Extracted data entries
-------------------------

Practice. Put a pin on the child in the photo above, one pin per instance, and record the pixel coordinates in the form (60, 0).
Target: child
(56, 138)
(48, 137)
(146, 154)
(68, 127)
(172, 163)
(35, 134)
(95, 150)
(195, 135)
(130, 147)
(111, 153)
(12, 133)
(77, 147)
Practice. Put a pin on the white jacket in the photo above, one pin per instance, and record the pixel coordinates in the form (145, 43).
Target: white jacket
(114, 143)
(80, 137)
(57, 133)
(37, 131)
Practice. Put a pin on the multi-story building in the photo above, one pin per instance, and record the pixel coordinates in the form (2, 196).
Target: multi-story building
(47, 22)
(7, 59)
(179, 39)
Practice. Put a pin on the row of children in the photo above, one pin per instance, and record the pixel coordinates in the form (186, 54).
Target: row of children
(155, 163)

-------------------------

## EXERCISE AIM
This exercise asks for an exact repeat of the lines from the one holding "Target: multi-story building" through the end of the data above.

## RESULT FOR THIS TASK
Target: multi-story building
(47, 22)
(7, 59)
(179, 39)
Practice. Put a pin on the row of children in the photo above, one pin per instance, and record the pixel coordinates in the form (186, 54).
Target: row of children
(155, 163)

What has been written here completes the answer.